*** DATASET EXCERPTS Section Begins ***

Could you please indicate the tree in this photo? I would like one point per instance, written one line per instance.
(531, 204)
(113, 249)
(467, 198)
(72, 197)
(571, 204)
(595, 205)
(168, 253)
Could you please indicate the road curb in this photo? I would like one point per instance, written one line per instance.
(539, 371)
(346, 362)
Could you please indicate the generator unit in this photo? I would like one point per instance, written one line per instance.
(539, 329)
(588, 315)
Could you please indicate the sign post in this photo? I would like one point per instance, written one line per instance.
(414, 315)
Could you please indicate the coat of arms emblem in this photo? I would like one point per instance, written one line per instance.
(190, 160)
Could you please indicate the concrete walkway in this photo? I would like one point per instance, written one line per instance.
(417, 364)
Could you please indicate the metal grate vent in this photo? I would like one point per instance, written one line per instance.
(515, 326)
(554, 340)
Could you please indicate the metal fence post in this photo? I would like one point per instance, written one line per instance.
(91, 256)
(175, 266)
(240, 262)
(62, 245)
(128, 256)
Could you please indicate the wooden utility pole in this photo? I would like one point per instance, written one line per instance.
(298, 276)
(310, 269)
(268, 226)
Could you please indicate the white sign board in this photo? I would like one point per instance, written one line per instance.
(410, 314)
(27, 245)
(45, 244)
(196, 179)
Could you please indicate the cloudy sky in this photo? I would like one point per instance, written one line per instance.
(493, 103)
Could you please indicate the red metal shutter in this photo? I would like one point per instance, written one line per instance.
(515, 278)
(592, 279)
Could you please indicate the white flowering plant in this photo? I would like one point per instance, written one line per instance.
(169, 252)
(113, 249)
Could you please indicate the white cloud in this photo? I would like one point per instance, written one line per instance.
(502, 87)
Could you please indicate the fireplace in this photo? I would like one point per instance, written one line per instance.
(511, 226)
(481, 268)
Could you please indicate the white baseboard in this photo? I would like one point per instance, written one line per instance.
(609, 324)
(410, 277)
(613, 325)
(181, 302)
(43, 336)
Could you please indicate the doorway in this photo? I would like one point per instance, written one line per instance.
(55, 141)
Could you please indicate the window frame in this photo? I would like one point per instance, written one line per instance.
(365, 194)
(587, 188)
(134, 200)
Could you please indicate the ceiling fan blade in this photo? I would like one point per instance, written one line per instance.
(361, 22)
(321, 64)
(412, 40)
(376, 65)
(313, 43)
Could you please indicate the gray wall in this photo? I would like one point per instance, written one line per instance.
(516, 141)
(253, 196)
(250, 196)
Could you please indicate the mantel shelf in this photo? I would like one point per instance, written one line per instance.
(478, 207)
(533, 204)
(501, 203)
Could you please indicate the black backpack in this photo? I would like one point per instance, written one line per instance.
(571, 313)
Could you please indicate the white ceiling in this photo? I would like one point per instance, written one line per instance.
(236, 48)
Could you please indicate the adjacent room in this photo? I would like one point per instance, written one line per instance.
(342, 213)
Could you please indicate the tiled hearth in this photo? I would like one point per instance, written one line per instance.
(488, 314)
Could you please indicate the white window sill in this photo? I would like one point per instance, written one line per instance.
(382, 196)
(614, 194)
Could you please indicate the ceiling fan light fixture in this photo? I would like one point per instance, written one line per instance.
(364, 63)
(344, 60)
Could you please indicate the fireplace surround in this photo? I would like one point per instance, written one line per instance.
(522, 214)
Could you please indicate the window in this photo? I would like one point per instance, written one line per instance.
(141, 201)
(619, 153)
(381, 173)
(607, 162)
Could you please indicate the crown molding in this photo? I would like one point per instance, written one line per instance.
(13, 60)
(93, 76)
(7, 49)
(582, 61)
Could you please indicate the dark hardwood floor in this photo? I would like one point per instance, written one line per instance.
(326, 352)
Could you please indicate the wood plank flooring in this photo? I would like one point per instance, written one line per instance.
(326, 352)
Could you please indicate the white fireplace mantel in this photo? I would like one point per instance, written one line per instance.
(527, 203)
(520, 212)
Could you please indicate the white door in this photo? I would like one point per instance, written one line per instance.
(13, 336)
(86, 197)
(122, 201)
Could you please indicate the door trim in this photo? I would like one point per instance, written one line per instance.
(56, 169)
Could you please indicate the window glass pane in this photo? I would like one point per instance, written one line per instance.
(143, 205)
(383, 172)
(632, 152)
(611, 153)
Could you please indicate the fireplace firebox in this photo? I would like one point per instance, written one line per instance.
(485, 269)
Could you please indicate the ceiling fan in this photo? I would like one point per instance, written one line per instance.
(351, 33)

*** DATASET EXCERPTS Section Ends ***

• **WHAT IS REQUIRED**:
Return each entry exactly. Leave none out.

• **RESPONSE BOX**:
Could you please indicate the tree in this photo? I would like one point per instance, written one line per instance.
(531, 204)
(113, 249)
(467, 198)
(72, 197)
(571, 204)
(595, 205)
(168, 253)
Could you please indicate the road curb in this photo? I would like one point per instance, written one line per instance.
(539, 371)
(346, 362)
Could you please indicate the generator unit in this photo? I would like one point per instance, written one line per instance.
(539, 329)
(588, 315)
Could you please indicate the sign post in this photo? I would like one point per instance, written one line per instance.
(414, 315)
Could you please indicate the coat of arms emblem in this photo? I would like one point per instance, written one line per instance.
(190, 160)
Could you please indicate the concrete walkway in this photo? I would like one point per instance, written one line per instance.
(417, 364)
Could you please indicate the metal grate vent in this photo? I would like one point per instance, written one line per instance.
(515, 326)
(554, 340)
Could you please indicate the metal fence post in this photo? I would like one point per instance, written one line per instance.
(91, 256)
(175, 266)
(240, 262)
(62, 245)
(128, 256)
Could you please indicate the wooden utility pole in this photo? I would like one point per instance, written one line per instance.
(298, 276)
(310, 269)
(268, 226)
Could you please indicate the white sign board in this photo? I would like one point per instance, written one line per instance.
(410, 314)
(27, 245)
(45, 244)
(196, 179)
Could you please indicate the cloudy sky in this photo? I would like one point per instance, written one line per instance.
(493, 103)
Could you please indicate the red metal shutter in this photo? I would like one point per instance, written one line per instance.
(515, 278)
(592, 279)
Could you please indicate the white flowering plant in this photo? I would like one point per instance, written one line per instance.
(169, 252)
(113, 249)
Could you please indicate the white cloud in this photo? I would like one point per instance, written one line per instance.
(502, 87)
Could you please indicate the fireplace in this photo? I would like one point per instance, written one line per instance.
(511, 226)
(481, 268)
Could you please indicate the white baseboard in this photo? I would like one point per instance, written one line per instance.
(609, 324)
(410, 277)
(613, 325)
(181, 302)
(43, 336)
Could you please indicate the doorway in this photo? I would like one point per instance, written one line per instance.
(55, 141)
Could you please indicate the window frame in this photo? I would like one point per instance, written one line per instance.
(365, 194)
(587, 188)
(134, 200)
Could you please indicate the ceiling fan blade in this photo? I would like one point per instance, written one line per instance.
(361, 22)
(321, 64)
(412, 40)
(376, 65)
(313, 43)
Could you please indicate the gray wall in this photo? I would like one point per instance, written one line per instance.
(516, 141)
(253, 196)
(250, 196)
Could you please indicate the mantel shelf in this photo? I would like one point per instance, written one line per instance.
(478, 207)
(533, 204)
(501, 203)
Could you please indicate the black backpack in this photo? I would like one point per instance, written one line per instance.
(571, 313)
Could you please indicate the white ceiling in this photo? I would like one point per instance, written one line per instance.
(236, 48)
Could you please indicate the adjacent room in this photo? I would like one point per instance, written one line per instance.
(342, 213)
Could you please indicate the tiled hearth in this photo? I would like one point per instance, written one line per instance.
(488, 314)
Could you please indicate the white window sill in this photo? I would like one point per instance, written one line per instance.
(382, 196)
(614, 194)
Could you please indicate the ceiling fan light fixture in this photo? I would like one point per instance, written one line per instance.
(364, 63)
(344, 60)
Could you please indicate the fireplace surround in this photo? I would like one point per instance, written one line per instance.
(522, 214)
Could you please indicate the window in this photo? I would like one point per instance, written one line per instance.
(141, 201)
(619, 153)
(381, 173)
(607, 162)
Could you please indicate the crown molding in this photo? I would like one point per instance, written one line per instance.
(13, 60)
(93, 76)
(7, 49)
(582, 61)
Could you please indicate the dark hardwood floor in this photo? I would like one point per instance, written one line per instance.
(326, 352)
Could you please indicate the wood plank flooring in this photo? I would like one point per instance, written one line per instance.
(326, 352)
Could you please indicate the white fireplace mantel in this photo? I would like one point per instance, written one line per instance.
(527, 203)
(520, 212)
Could you please indicate the white door in this photo? I would like one point per instance, written one line per instance.
(13, 336)
(86, 197)
(122, 201)
Could you please indicate the door trim in this photo? I would like one point per instance, written one line per instance.
(56, 169)
Could you please indicate the window glass pane in this photo? I would like one point per instance, written one line per instance.
(143, 205)
(383, 172)
(632, 152)
(611, 153)
Could you please indicate the fireplace firebox in this photo? I would like one point per instance, written one line per instance.
(485, 269)
Could you please indicate the ceiling fan in this photo? I would like one point per instance, written one line per instance.
(351, 33)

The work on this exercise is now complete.